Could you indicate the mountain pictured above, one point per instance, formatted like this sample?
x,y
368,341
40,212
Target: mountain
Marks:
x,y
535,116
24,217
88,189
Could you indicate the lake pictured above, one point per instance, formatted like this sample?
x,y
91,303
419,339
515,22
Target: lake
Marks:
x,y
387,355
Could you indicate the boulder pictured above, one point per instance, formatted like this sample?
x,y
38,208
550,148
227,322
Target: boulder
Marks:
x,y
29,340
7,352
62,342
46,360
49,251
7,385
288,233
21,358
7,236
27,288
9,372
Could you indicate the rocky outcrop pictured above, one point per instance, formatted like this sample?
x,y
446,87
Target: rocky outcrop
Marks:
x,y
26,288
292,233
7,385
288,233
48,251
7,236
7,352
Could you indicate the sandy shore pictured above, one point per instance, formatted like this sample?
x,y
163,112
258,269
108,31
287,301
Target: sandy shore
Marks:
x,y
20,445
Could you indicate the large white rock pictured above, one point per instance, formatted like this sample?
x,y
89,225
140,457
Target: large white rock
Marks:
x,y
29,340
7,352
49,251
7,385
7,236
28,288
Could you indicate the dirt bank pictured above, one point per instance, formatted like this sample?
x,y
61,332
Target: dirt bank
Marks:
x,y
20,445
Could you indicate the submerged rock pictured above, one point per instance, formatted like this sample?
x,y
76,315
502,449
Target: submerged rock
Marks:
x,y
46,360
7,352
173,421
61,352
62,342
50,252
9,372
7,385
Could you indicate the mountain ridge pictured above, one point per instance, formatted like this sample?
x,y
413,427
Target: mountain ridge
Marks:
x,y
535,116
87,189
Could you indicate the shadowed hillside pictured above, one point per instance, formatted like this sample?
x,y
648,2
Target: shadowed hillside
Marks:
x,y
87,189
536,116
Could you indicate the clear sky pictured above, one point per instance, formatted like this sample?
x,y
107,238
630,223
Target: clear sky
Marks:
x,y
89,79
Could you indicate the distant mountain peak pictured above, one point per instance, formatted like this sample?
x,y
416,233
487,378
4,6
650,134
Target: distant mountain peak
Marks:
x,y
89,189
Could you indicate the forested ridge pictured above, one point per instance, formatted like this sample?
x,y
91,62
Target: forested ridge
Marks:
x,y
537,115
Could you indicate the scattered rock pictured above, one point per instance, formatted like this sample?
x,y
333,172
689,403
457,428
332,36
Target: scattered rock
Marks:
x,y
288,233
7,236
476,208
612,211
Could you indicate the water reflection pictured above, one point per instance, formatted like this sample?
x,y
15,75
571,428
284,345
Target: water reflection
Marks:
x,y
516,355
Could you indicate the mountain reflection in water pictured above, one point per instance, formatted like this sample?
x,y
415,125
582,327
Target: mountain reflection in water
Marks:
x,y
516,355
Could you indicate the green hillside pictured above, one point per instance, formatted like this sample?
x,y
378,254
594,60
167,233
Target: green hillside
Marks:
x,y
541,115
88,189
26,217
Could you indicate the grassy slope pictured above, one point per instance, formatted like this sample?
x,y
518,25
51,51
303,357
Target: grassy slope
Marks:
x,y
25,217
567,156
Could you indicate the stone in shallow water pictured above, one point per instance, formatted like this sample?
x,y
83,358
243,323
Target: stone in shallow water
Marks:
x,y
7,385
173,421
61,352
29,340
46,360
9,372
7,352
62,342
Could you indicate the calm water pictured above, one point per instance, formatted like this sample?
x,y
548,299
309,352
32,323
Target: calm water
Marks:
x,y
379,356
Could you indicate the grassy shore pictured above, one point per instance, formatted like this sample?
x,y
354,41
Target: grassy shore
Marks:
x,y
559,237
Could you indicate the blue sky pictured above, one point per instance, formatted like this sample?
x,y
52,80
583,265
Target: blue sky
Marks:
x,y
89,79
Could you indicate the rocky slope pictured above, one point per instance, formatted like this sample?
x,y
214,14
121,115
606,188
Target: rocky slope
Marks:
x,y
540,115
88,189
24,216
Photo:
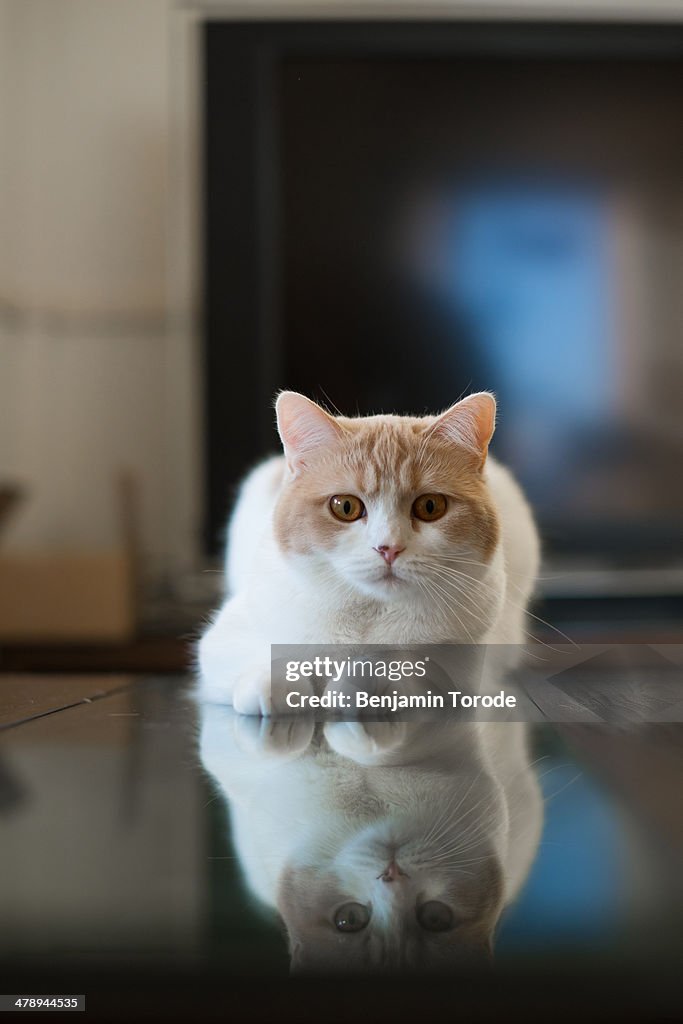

········

*BRIEF*
Collect every line in the entries above that contains the string "outcrop", matching case exactly, and copy each of those lines in full.

*ANSWER TO THIS TASK*
Could you indicate the rocky outcrop pictured above, one point per instance, formatted like this sample?
Target: rocky outcrop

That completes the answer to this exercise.